*** SOURCE TEXT ***

Thursday, March 02, 2006

Lent

I awoke this morning with a certain heaviness in my heart. Today is the first day after Ash Wendesday, the second day in this season called Lent.

It is raining today for the first day in a long time. There is a sadness in this rain, but a fresness & a newness in it too.

It may sound funny to say, but I am looking forward to Lent.

Monday, February 27, 2006

My Staff in Mexico


Pastor Joel & Carmen





David




Tim and some of our Girls






Jen & me

Saturday, February 25, 2006

Saturday Afternoon

In true west coast style I spent the afternoon up in the mountains today.

For the last three years a bunch of people from my church have been going up to one of the local mountains here (Seymour mountain) for an afternoon of snowshoeing. Of course, this was my first time joining the group, and it was such a great time! -- What an amazing way to spend a Saturday afternoon.

Besides the sheer physical satisfaction of using all those muscles that you never get a chance to use, it was great to get to spend quality time with good people. Church can be a funny thing if the only time you see the people who go there is on Sunday morning. For me the afternoon really helped me feel connected to the church & its people in a real and natural way.

*** End of SOURCE TEXT ***

● EXERCISE A
In the blog excerpt, which mountain does the church group go up for snowshoeing?
● EXERCISE B
Switch "Lent" to "Advent" in the stretch of the blog excerpt from "Thursday, March 02, 2006" through "forward to Lent.".
● EXERCISE C
Pick up the blog excerpt about Lent and a snowshoeing afternoon after its final sentence, and continue it.

*** SOURCE DATA ***

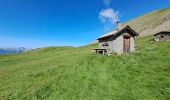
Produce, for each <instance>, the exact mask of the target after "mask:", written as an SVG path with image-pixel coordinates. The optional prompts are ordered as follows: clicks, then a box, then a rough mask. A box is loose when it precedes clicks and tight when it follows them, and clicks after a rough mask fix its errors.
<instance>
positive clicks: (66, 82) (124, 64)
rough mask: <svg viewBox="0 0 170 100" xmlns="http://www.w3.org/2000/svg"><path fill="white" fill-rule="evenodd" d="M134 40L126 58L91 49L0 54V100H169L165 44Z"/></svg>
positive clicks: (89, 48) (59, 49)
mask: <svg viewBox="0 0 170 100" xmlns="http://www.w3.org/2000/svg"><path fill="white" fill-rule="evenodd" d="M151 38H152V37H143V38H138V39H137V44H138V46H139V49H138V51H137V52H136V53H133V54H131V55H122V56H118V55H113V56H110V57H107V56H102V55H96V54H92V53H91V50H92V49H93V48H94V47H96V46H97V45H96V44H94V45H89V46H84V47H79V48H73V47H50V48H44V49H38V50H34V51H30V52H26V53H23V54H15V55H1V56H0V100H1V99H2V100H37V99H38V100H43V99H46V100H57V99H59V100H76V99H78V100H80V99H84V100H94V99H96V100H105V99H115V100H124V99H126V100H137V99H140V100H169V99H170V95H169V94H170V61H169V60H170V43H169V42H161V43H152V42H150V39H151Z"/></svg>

*** End of SOURCE DATA ***
*** SOURCE DATA ***

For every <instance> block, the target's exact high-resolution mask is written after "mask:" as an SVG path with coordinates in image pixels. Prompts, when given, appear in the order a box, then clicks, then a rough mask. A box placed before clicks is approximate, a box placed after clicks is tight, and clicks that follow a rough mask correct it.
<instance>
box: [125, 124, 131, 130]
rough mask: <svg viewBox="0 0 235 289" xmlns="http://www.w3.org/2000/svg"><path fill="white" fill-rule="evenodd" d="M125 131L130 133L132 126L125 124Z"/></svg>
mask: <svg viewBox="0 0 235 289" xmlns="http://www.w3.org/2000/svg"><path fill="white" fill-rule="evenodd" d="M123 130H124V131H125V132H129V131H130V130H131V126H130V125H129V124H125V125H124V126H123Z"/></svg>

*** End of SOURCE DATA ***

● WRITTEN REPLY A
Seymour mountain

● WRITTEN REPLY B
Thursday, March 02, 2006

Advent

I awoke this morning with a certain heaviness in my heart. Today is the first day after Ash Wendesday, the second day in this season called Advent.

It is raining today for the first day in a long time. There is a sadness in this rain, but a fresness & a newness in it too.

It may sound funny to say, but I am looking forward to Advent.

● WRITTEN REPLY C
The day was gorgeous too. Though it was cloudy and a bit cold, it turned out to be great weather for the event. Although Vancouver is completely bare of snow (as it is most of the time), there was plenty of snow on the ground by the time we had driven up the mountain to where the ski hill and snowshoeing runs are. Halfway through our trip beautiful big flakes began to fall, coming down softly with the gentle breeze. It truly made the afternoon feel complete as a winter event!

Saturday morning

I'm currently cleaning my house. It has gotten to the point where I can't stand it anymore. So, I got up early on Saturday to clean my house. I'm also eating oreo's and drinking coffee. A breakfast worthy of my mission this morning. My house is rotten to begin with but and I feel like I just need to bleach it everday. I restrain myself but I decided it was worth it to scrub it again. Now, I just have to keep all my visitors out so they don't make it messy. Just kidding. Even if I wanted to it would be impossible. We have a house in El Paso that I am currently staying in. It is really the staff house so my fellow staff who live in Juarez use it to crash in which is perfect. It is what they need and I love to cook for them and take care of them. So, I don't really mind the mess. Just this morning. My fellow co-workers are Jen, David, Mike, Gordon and Carolyn, Tim and Debbie and Pastor Joel and his family. I'm going to find some pictures of them so you can meet them. Warning, they are all crazy, but not as crazy as me.

Friday, February 24, 2006

This is me in Mexico

Typical picture of missionary with kid, but I hate pictures so I avoid them so there are only a few good ones of me and this is one of them.

Greetings from Mexico

Hello All!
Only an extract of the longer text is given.